→ WRITTEN PROBLEM 1
From the piece on Fed interest rates below, quote word for word from "Unfortunately the so-so" up to and including "later this year.".
→ WRITTEN PROBLEM 2
Translate this sentence from the article on Fed interest rates into Spanish: "Consumers are not incurring high levels of debt that might cause problems should rates rise."
→ WRITTEN PROBLEM 3
Carry on writing the commentary on when the Fed will raise interest rates, starting after its last sentence.

→ TEXT EXCERPT
— Start —
Unfortunately the so-so jobs data provide little guide to what the Federal Reserve Board's monetary policy committee might do to interest rates, or when they will do it. Job and economic growth are slow enough to justify holding interest rates at current near-zero levels, and fast enough to justify a slight upward move later this year.


 

     My guess is that the Fed will hold at current rates until 2016, but the operative word in that sentence is "guess". I base it on three facts. First, Fed chairwoman Janet Yellen wants to see a reduction in the two million workers too discouraged to seek work or involuntarily working short hours before making a move. Second, she and her colleagues want the current nil inflation rate to rise to something closer to the Fed's goal of 2%, which it has not done for 37 consecutive months. Third, the International Monetary Fund is lending respectability to the hold-the-line advocates by calling for the Fed to keep interest rates at current levels until next year.

     

     Oh yes, and only a Grinch would raise interest rates in the run-up to or during the Christmas shopping season. The Fed reminds economists at the Lindsey Group of St. Augustine. It "knows it should be virtuous, it just needs to wait a bit longer ... constantly kicking the can, ... [in] fear of ending the party."

 

     Here's why I might be wrong. Many economists and businessmen whom I respect are saying that the figure of 3% understates just how rapidly the US economy is really growing. They expect revisions, common occurrences in the case of GDP figures, to reveal that the economy has been growing at an annual rate of 3.5%, or even higher, which should satisfy Yellen as just about right - the famous Goldilocks level of neither too hot nor to cold. They also expect that monthly job creation will remain above 200,000 for the rest of the year, which would bring the economy to full employment (as traditionally measured) by mid-2016, and put upward pressure on wages and on inflation. Such strength would certainly justify the Fed in beginning to inch interest rates up in advance of inflationary pressures, even if only by a modest one-quarter of a percentage point.


 

   In the end, this dispute over the timing of an interest rate increase is of more interest to traders in shares and bonds than to the performance of the real economy. Corporate decision-makers are already factoring in a modest rise in interest rates next year, which is why they are borrowing at a record rate - get your cash before its price rises - to finance a boom in mergers and acquisitions. Consumers are not incurring high levels of debt that might cause problems should rates rise. Instead, although stepping up spending recently, they have maintained their savings rate at around the 5% historical average. And the current accelerating level of activity in the housing sector can survive the modest and gradual rate increases Yellen has in mind.


 

   Sales of existing homes in May were up for the eighth straight month and were 9.2% above last year, prices for those homes were up almost 8%, and new-home sales were up 20%. Pending home sales, a forward-looking index of sales contracts due to be closed in the next few months, are at their highest level in more than nine years. There is more good news.
— End —
→ GIVEN DATA
— Start —
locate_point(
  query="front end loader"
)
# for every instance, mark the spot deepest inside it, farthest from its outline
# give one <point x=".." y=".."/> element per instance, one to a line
— End —
→ RESULT 1
Unfortunately the so-so jobs data provide little guide to what the Federal Reserve Board's monetary policy committee might do to interest rates, or when they will do it. Job and economic growth are slow enough to justify holding interest rates at current near-zero levels, and fast enough to justify a slight upward move later this year.

→ RESULT 2
Los consumidores no están contrayendo altos niveles de deuda que podrían causar problemas si suben las tasas de interés.

→ RESULT 3
  • Price increases have slowed in recent months, maintaining affordability;
  • The decline in gasoline prices has given consumers more income to devote to mortgage payments;
  • Despite a rise in interest rates on 30-year mortgages to the highest level in nine months, mortgage applications are 14% higher than at this time last year; and
  • First-time home buyers are accounting for a larger portion of sales than in the recent past, allowing owners of existing homes to sell out and trade up.

     Housing is not the only sector producing encouraging news. "US consumers are back in the game in a big way," TD Securities economist Millan Mulraine told his firm's clients in a memo. Consumer spending jumped 0.9% in May, the largest monthly increase in almost six years as consumers finally began spending the savings from lower gasoline prices. Vehicle sales led the way, increasing at the fastest annualized rate since 2005. It seems that anecdotal evidence about rising wages - Wal-Mart, McDonald's and others forced to raise wages at the low end and construction trades at the higher end in order to compete for workers - are a truer indicator of trends in spending power than last week's report that hourly earnings did not increase in June.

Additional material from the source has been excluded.